- _What you will do_
Output every line of the records below as a JSON list of strings, one string per line, with blank lines skipped and the pictures left out.

-----

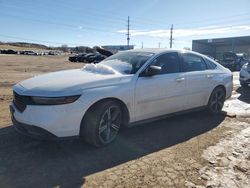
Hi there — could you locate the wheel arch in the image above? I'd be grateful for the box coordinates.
[79,97,130,135]
[207,84,227,104]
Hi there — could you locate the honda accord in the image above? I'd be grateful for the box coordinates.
[10,49,233,147]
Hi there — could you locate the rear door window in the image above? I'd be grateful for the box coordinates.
[182,53,207,72]
[152,52,180,74]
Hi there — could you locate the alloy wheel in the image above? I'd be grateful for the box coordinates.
[210,89,225,113]
[99,106,121,144]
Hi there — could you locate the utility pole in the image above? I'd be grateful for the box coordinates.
[158,42,161,48]
[127,16,130,49]
[170,24,173,48]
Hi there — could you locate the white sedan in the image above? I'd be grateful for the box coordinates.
[10,49,233,146]
[240,63,250,87]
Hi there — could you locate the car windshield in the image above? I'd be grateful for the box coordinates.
[100,51,154,74]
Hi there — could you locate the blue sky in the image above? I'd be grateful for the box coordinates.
[0,0,250,48]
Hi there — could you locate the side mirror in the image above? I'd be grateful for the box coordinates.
[140,65,161,77]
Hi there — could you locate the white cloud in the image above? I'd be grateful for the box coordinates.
[117,25,250,37]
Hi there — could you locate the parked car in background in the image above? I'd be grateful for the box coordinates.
[10,49,233,147]
[88,54,107,63]
[69,53,87,62]
[220,52,248,71]
[240,63,250,87]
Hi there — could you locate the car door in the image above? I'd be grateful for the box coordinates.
[181,53,214,109]
[135,52,186,121]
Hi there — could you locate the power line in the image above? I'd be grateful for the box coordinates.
[0,34,93,46]
[2,2,250,28]
[127,16,130,47]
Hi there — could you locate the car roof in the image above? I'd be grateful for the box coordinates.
[127,48,204,56]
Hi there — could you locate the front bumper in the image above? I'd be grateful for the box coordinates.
[10,95,85,138]
[10,105,78,140]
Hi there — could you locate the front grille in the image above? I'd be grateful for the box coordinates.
[13,92,29,112]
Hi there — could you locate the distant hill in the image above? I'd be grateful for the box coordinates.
[0,42,49,50]
[0,41,93,53]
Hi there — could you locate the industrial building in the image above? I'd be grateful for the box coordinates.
[192,36,250,59]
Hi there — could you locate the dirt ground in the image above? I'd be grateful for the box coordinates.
[0,55,250,188]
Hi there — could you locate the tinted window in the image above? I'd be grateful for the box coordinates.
[205,58,217,69]
[100,51,154,74]
[182,53,207,72]
[152,53,180,74]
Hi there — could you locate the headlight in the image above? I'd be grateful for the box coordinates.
[31,95,80,105]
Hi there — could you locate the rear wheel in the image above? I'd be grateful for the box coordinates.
[81,101,122,147]
[207,87,226,114]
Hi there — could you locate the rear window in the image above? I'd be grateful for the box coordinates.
[204,58,217,69]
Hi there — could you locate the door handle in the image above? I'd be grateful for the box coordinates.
[207,74,214,79]
[175,77,185,82]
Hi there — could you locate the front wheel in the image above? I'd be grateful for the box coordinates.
[80,101,122,147]
[207,87,226,114]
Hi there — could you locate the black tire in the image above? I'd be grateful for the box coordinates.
[80,100,122,147]
[207,87,226,114]
[240,82,248,88]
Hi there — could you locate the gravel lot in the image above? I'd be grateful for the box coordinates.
[0,55,250,188]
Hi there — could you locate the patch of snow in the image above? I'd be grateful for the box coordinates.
[186,124,250,188]
[222,98,250,117]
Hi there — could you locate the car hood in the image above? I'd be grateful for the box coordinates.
[13,69,132,97]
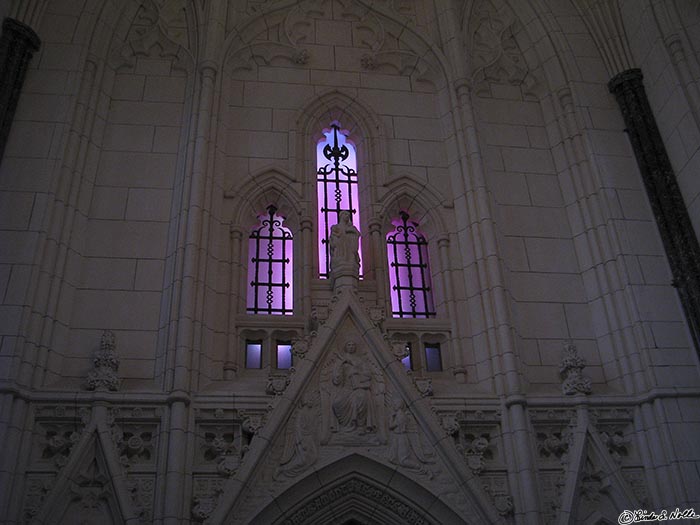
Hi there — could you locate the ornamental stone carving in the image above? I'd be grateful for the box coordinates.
[275,397,318,478]
[388,396,434,473]
[85,330,121,390]
[321,339,384,442]
[559,343,591,396]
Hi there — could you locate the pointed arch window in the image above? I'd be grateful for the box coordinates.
[386,211,435,318]
[316,122,362,279]
[247,206,293,315]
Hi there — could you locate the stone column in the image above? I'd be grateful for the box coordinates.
[608,69,700,352]
[0,18,41,162]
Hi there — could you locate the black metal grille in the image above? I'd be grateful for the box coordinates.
[386,211,435,318]
[247,206,293,315]
[316,124,357,278]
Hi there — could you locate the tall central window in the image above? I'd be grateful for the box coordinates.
[316,123,362,279]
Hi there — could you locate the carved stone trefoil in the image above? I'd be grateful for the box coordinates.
[85,330,121,390]
[559,343,591,396]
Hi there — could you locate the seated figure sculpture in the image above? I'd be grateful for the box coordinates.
[331,341,377,434]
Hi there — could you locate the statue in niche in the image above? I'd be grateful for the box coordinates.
[389,396,433,473]
[328,210,360,271]
[321,339,384,443]
[275,396,318,478]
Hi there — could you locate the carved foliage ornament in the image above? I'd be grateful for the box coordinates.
[559,343,591,396]
[85,330,121,390]
[471,0,536,95]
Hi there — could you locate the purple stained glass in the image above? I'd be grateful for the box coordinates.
[386,212,435,318]
[245,341,262,368]
[316,123,362,279]
[425,343,442,372]
[401,343,413,370]
[277,342,292,370]
[247,206,293,315]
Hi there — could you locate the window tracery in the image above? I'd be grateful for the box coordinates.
[247,206,293,315]
[386,211,435,318]
[316,122,362,279]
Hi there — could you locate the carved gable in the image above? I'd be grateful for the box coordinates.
[205,293,506,523]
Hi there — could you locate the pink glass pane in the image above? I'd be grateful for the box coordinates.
[245,341,262,368]
[316,129,362,279]
[387,214,434,318]
[277,343,292,370]
[247,207,294,315]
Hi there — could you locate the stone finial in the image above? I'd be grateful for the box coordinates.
[85,330,121,390]
[559,343,591,396]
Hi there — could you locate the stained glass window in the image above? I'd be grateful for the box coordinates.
[316,124,362,279]
[386,211,435,318]
[247,206,293,315]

-----

- _Written reply_
[
  "Hi there — could you locate the wheel arch in the image above? I'd be grateful for the box coordinates.",
  "[79,97,130,135]",
  "[207,84,227,104]",
  "Hi there — could you locate the honda accord in the image above? I'd be grateful for the box coordinates.",
  "[10,49,233,147]",
  "Hi there — could you locate the rear door window in the image above? I'd be grateful for the box coordinates.",
  "[182,53,207,72]",
  "[152,52,180,74]",
  "Hi there — could you locate the alloy wheel in the image above? I'd be grateful for the box coordinates.",
  "[210,89,225,113]",
  "[99,106,121,144]",
  "Hi there — could you locate the utility pole in the image above? I'd be grateful for the box coordinates.",
  "[158,42,161,48]",
  "[127,16,130,49]",
  "[170,24,173,48]",
  "Hi there — could you locate the white sedan in the image above? I'd be grateful for the box coordinates.",
  "[10,49,233,146]",
  "[240,63,250,87]",
  "Hi there — could you locate the car windshield in the image above? I'd be grateful for the box coordinates.",
  "[100,51,154,74]",
  "Hi there — could you locate the blue sky in the image above? I'd be grateful for the box coordinates.",
  "[0,0,250,48]",
  "Hi there — could you locate the side mirror in the image above? I'd be grateful for the box coordinates.",
  "[140,65,161,77]",
  "Hi there — could you locate the white cloud in the image above? I'd be grateful for the box coordinates.",
  "[117,25,250,37]",
  "Hi there — could you locate the parked car in background in the image above? I'd be grateful for the box coordinates.",
  "[10,49,233,147]",
  "[88,54,107,63]",
  "[69,53,87,62]",
  "[220,52,248,71]",
  "[240,63,250,87]",
  "Hi there — could you locate the car door in the image above? I'd be grateful for the box coordinates.",
  "[181,53,214,109]",
  "[135,52,186,121]",
  "Hi there — could you locate the power line in the image above? I'd be grateful for the box coordinates.",
  "[0,34,93,46]",
  "[2,2,250,28]",
  "[127,16,130,47]",
  "Hi there — could you locate the car roof in the image above? I'd be grateful for the box coordinates.",
  "[127,48,204,56]",
  "Hi there — could you locate the front bumper in the image above? I'd be grateful for the box coordinates.",
  "[10,95,85,138]",
  "[10,105,78,140]",
  "Hi there — could you locate the front grille in the image above? I'd be grateful for the box coordinates.",
  "[13,92,29,112]",
  "Hi there — could you locate the distant hill in the image above? I'd be grateful for the box coordinates.",
  "[0,42,49,50]",
  "[0,41,93,53]",
  "Hi there — could you locate the industrial building in the image above? I'd be grateful for the box coordinates.",
  "[192,36,250,59]",
  "Hi there — could you locate the dirt ground in the image above? I'd be grateful for the box coordinates.",
  "[0,55,250,188]",
  "Hi there — could you locate the tinted window in the image above? I'd be grateful for the box coordinates.",
  "[205,58,217,69]",
  "[100,51,154,74]",
  "[182,53,207,72]",
  "[152,53,180,74]",
  "Hi there — could you locate the headlight in the image above? I'd be grateful for the box coordinates.",
  "[31,95,80,105]",
  "Hi there — could you locate the rear wheel in the image above? I'd be grateful for the box coordinates.",
  "[81,101,122,147]",
  "[207,87,226,114]",
  "Hi there — could you locate the rear window in the image above? I'd be grateful for the box coordinates.",
  "[204,58,217,69]",
  "Hi there — could you locate the door handle in the image above? I'd be grateful for the box coordinates.",
  "[207,74,214,79]",
  "[175,77,185,82]",
  "Hi there — could you locate the front wheel in the image above? I'd be grateful for the box coordinates.",
  "[80,101,122,147]",
  "[207,87,226,114]",
  "Hi there — could you locate the black tire in the image above? I'd be grateful for the box coordinates.",
  "[80,100,122,147]",
  "[207,87,226,114]",
  "[240,82,248,88]",
  "Hi there — could you locate the gravel lot in the image above? I'd be grateful for the box coordinates.",
  "[0,55,250,188]",
  "Hi there — could you locate the patch of snow in the image above? I'd be grateful for the box coordinates.",
  "[186,124,250,188]",
  "[222,98,250,117]",
  "Hi there — could you locate the car hood in the image above? I'd be grateful for the box coordinates.",
  "[13,69,132,97]",
  "Hi there — could you locate the ornamental stone carving in the image above? I'd be grateful for the box coordinates.",
  "[275,397,318,478]",
  "[388,396,434,473]",
  "[85,330,121,390]",
  "[321,339,384,442]",
  "[559,343,591,396]",
  "Hi there — could you locate the pointed arch window in the image above? I'd be grateful for the box coordinates.",
  "[386,211,435,318]",
  "[316,122,362,279]",
  "[247,206,293,315]",
  "Hi there — could you locate the stone column in the image above? I'd be grateful for the box coordinates.",
  "[608,69,700,352]",
  "[0,18,41,162]",
  "Hi there — could you locate the black metal grille in the image above? I'd be grateful for the box coordinates.",
  "[386,211,435,318]",
  "[247,206,293,315]",
  "[316,124,357,278]",
  "Hi there — could you locate the tall central window in the image above? I'd be grateful for the box coordinates.",
  "[316,123,362,279]",
  "Hi there — could you locate the carved stone trefoil in the image above? I'd be grateful for the box coordinates.",
  "[85,330,121,390]",
  "[559,343,591,396]",
  "Hi there — could you locate the seated figure sculpture in the image above? I'd be grateful for the box coordinates.",
  "[331,341,377,434]",
  "Hi there — could you locate the statue in niche in the image above? I'd be grateful for the box coordinates.",
  "[389,396,433,473]",
  "[328,210,360,271]",
  "[321,339,384,443]",
  "[275,396,318,478]",
  "Hi there — could you locate the carved foliage ornament in the image above? I'd be grateful for the box coordinates.",
  "[559,343,591,396]",
  "[85,330,121,390]",
  "[471,0,536,95]",
  "Hi there — could you locate the purple stained glass in the image above? I'd be grateful for the box coordinates.",
  "[386,212,435,318]",
  "[245,341,262,368]",
  "[316,123,362,279]",
  "[425,343,442,372]",
  "[401,343,413,370]",
  "[277,342,292,370]",
  "[247,206,293,315]",
  "Hi there — could you locate the window tracery in the image above? I'd be grateful for the box coordinates.",
  "[247,206,293,315]",
  "[386,211,435,318]",
  "[316,122,362,279]",
  "Hi there — could you locate the carved gable in the image above? I'd be grateful for the box coordinates.",
  "[205,293,506,523]",
  "Hi there — could you locate the pink glass pane in the image above? I'd be grateful for the box coordinates.",
  "[245,341,262,368]",
  "[316,129,362,279]",
  "[387,214,434,318]",
  "[277,343,292,370]",
  "[247,207,294,315]",
  "Hi there — could you locate the stone finial in the image above? I'd be grateful for the box coordinates.",
  "[85,330,121,390]",
  "[559,343,591,396]",
  "Hi there — could you locate the stained glass window in the image above? I'd be grateful for the box coordinates.",
  "[316,124,362,279]",
  "[386,211,435,318]",
  "[247,206,293,315]"
]